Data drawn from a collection
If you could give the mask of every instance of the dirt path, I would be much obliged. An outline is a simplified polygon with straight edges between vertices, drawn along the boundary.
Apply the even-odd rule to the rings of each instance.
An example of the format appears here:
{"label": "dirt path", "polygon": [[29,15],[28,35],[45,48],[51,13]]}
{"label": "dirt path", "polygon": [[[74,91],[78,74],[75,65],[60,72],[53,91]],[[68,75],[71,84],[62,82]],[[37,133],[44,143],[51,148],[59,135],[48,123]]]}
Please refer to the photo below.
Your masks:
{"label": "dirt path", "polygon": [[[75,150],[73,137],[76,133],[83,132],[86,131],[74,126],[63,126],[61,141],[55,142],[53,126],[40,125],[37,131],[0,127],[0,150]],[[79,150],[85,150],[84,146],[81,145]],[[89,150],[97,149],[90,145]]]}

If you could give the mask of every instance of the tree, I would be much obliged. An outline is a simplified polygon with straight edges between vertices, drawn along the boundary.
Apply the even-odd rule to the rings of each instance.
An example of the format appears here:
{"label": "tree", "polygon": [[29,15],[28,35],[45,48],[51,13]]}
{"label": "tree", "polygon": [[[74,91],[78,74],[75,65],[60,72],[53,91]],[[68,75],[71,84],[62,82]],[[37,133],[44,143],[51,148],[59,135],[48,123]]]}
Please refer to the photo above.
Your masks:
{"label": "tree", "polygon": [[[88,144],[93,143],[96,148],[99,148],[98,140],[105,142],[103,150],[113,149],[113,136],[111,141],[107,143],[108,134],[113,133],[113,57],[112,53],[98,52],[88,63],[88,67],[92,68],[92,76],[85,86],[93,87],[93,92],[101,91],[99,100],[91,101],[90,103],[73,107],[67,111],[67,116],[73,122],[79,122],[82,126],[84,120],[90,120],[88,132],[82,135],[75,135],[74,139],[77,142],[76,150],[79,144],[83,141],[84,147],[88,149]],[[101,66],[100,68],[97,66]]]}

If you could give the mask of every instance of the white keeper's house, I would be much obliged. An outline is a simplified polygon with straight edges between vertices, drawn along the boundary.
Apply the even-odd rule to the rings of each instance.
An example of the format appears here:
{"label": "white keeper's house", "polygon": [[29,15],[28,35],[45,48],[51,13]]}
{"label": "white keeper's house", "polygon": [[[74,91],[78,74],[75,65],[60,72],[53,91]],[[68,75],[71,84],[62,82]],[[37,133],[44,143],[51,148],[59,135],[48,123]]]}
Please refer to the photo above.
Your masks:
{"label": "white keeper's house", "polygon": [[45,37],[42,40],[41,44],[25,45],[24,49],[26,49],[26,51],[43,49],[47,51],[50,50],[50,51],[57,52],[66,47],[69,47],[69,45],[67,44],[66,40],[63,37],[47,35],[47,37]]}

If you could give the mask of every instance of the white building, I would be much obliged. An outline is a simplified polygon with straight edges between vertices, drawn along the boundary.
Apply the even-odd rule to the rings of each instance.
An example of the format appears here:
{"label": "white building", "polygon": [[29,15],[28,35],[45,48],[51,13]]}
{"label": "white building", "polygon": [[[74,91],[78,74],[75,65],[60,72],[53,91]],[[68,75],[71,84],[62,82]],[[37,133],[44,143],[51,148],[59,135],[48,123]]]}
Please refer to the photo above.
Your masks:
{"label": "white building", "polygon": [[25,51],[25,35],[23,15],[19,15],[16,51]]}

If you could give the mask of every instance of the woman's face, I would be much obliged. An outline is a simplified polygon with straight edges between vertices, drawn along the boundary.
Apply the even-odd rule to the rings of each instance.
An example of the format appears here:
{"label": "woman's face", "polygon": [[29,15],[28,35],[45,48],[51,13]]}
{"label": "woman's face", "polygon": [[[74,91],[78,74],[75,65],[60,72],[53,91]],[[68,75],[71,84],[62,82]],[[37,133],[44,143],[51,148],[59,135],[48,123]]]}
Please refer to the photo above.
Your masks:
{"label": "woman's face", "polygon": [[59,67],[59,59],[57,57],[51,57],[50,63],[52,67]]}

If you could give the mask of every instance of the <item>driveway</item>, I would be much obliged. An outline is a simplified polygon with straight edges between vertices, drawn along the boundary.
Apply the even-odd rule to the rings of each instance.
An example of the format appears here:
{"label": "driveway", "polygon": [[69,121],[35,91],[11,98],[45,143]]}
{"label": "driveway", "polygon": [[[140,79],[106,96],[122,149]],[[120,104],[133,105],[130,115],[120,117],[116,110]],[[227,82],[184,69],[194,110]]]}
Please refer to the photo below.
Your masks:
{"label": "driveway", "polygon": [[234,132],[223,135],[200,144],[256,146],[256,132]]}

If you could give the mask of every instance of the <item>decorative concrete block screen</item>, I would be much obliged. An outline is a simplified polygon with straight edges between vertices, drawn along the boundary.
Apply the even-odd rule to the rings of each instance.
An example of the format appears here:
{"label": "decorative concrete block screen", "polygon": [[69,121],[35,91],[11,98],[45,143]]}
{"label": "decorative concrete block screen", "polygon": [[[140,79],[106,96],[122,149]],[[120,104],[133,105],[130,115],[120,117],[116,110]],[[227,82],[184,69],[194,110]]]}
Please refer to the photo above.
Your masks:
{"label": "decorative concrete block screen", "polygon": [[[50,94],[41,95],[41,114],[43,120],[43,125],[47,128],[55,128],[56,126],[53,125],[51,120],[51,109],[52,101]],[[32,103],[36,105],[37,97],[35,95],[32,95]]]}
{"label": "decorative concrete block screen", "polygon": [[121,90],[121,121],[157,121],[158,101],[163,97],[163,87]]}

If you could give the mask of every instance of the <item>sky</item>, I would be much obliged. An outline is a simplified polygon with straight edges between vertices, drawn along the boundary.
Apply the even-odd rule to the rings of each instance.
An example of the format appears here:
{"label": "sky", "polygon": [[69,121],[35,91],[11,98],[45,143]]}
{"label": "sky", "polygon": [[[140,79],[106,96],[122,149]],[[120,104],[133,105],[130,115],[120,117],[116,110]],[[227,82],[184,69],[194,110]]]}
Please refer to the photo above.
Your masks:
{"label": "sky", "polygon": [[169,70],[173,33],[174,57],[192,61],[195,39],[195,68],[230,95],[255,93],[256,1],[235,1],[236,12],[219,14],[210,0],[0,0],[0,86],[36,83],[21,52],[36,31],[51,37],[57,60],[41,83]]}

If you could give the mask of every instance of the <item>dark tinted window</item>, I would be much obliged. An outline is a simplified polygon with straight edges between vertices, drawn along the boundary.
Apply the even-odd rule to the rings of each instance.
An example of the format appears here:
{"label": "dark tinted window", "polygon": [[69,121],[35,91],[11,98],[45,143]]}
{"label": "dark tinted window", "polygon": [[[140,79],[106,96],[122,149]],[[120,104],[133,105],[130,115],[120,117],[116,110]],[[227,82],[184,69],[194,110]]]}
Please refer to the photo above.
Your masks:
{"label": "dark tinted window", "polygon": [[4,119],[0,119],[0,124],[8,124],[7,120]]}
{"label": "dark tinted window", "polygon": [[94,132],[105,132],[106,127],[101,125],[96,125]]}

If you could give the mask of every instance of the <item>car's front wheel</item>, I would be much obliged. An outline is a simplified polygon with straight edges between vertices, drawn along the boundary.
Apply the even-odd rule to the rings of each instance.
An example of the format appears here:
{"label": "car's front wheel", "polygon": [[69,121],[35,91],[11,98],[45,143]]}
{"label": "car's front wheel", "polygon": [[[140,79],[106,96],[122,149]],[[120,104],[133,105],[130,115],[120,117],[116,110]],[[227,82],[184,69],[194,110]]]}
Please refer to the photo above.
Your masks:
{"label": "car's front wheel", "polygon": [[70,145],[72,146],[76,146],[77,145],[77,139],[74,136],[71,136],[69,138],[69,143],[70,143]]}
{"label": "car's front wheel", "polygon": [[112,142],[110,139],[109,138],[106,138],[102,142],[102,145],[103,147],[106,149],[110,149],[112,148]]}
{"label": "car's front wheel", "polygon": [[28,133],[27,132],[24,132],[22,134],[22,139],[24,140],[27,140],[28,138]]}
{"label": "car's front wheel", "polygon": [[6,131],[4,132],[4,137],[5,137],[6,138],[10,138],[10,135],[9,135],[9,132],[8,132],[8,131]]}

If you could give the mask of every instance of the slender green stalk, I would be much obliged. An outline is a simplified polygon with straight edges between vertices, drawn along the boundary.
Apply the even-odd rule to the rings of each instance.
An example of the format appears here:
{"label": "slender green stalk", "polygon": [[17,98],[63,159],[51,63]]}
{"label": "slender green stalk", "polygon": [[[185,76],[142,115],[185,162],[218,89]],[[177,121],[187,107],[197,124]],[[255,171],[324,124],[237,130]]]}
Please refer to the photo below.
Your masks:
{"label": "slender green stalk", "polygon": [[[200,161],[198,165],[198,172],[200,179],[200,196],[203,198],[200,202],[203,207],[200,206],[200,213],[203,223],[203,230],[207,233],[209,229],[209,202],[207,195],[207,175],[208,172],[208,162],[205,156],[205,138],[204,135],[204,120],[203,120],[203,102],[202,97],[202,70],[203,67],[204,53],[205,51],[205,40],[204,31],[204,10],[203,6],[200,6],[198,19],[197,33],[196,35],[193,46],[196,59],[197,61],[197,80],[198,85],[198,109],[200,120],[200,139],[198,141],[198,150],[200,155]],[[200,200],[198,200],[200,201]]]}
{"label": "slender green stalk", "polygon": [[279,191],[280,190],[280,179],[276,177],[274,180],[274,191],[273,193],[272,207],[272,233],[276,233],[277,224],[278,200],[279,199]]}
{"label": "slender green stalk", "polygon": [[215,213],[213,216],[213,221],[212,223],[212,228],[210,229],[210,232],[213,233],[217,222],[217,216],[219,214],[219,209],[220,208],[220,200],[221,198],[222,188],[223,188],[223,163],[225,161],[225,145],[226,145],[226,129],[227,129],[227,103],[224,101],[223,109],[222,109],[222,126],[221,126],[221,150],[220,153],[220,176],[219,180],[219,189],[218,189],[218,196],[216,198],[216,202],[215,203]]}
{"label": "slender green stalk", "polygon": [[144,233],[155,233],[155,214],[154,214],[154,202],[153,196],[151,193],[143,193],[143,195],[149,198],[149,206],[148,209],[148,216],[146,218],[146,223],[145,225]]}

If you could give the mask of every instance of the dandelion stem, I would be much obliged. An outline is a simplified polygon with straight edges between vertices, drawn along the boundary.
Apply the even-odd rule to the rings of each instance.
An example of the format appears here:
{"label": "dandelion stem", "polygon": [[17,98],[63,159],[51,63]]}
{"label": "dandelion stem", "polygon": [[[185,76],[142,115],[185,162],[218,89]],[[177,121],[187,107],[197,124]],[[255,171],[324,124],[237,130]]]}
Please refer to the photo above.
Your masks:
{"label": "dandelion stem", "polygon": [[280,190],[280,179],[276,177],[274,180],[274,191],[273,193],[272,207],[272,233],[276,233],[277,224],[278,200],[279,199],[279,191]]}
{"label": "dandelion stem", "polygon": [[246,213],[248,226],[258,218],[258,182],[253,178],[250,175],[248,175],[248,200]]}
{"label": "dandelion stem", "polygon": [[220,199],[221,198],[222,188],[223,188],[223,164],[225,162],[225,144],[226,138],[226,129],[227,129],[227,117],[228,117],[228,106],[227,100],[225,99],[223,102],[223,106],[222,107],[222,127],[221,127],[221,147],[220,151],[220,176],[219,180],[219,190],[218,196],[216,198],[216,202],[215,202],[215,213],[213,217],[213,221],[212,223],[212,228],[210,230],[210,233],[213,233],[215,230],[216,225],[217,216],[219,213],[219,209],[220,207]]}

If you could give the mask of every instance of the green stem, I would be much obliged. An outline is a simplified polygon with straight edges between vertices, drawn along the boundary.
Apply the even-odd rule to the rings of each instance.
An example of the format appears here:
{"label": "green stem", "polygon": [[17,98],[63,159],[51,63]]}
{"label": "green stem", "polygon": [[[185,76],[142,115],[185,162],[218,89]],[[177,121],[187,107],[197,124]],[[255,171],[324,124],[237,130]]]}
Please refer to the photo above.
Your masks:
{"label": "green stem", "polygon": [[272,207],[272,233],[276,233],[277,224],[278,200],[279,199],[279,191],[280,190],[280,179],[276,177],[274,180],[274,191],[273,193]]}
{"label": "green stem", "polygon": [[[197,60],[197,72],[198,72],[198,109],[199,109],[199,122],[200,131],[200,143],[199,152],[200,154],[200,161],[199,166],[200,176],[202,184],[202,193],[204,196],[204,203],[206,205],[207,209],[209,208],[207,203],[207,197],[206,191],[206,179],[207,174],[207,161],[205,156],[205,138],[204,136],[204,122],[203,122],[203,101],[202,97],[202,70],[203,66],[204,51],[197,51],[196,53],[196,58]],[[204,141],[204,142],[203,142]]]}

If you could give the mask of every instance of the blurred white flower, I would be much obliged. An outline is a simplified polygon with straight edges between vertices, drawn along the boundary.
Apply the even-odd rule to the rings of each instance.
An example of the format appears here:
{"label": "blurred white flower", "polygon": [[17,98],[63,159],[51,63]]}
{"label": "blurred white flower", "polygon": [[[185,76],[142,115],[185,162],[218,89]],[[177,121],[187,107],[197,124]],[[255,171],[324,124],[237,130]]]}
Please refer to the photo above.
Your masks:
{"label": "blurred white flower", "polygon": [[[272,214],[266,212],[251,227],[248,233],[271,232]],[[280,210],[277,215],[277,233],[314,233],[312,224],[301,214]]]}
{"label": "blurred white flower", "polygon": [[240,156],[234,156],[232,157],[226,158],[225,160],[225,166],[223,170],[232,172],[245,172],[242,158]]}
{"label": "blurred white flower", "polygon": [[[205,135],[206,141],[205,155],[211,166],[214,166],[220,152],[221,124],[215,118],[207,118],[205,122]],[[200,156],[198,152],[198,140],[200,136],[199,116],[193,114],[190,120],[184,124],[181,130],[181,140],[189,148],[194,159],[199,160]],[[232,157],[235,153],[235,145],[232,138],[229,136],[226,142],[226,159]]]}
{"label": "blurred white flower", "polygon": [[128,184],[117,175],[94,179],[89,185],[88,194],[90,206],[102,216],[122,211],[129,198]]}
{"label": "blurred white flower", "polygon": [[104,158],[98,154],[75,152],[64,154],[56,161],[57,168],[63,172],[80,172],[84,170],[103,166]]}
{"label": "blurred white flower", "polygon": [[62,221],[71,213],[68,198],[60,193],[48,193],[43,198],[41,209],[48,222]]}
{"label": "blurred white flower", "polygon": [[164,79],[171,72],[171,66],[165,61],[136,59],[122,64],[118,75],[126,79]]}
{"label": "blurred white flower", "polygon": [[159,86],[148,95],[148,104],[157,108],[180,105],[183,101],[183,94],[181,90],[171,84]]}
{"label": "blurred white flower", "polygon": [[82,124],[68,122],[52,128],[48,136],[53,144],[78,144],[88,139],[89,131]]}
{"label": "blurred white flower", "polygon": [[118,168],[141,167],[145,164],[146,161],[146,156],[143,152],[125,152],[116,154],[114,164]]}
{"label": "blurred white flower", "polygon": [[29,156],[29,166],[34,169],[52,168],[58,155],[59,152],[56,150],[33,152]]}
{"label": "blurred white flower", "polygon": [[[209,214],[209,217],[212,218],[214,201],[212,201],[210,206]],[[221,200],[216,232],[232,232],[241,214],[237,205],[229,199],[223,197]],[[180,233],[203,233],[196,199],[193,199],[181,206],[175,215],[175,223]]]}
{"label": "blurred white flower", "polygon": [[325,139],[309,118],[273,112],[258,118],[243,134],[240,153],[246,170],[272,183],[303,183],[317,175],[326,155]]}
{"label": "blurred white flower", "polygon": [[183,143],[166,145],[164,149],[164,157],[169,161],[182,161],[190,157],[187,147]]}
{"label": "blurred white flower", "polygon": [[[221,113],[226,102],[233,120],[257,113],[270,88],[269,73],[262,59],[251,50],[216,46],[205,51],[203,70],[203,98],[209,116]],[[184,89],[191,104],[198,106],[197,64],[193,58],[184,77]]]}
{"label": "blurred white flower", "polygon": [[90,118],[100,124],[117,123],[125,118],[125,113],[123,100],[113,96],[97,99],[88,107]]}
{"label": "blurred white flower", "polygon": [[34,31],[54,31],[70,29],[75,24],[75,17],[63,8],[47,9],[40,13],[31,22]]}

Given instruction: Pull out every line in the items above that contains the word "dark", and copy each of those lines in full.

Answer to this exercise:
If you could give the mask of every instance of the <item>dark tinted window</item>, I would be much obliged. An outline is a simplified polygon with straight edges between vertices, drawn along the boundary.
{"label": "dark tinted window", "polygon": [[69,121],[35,91],[11,98],[45,143]]}
{"label": "dark tinted window", "polygon": [[[140,79],[106,96],[122,149]],[[120,104],[133,105],[130,115],[120,117],[116,110]],[[227,82],[184,69],[194,110]]]}
{"label": "dark tinted window", "polygon": [[4,119],[0,119],[0,124],[8,124],[7,120]]}
{"label": "dark tinted window", "polygon": [[94,132],[105,132],[106,127],[101,125],[96,125]]}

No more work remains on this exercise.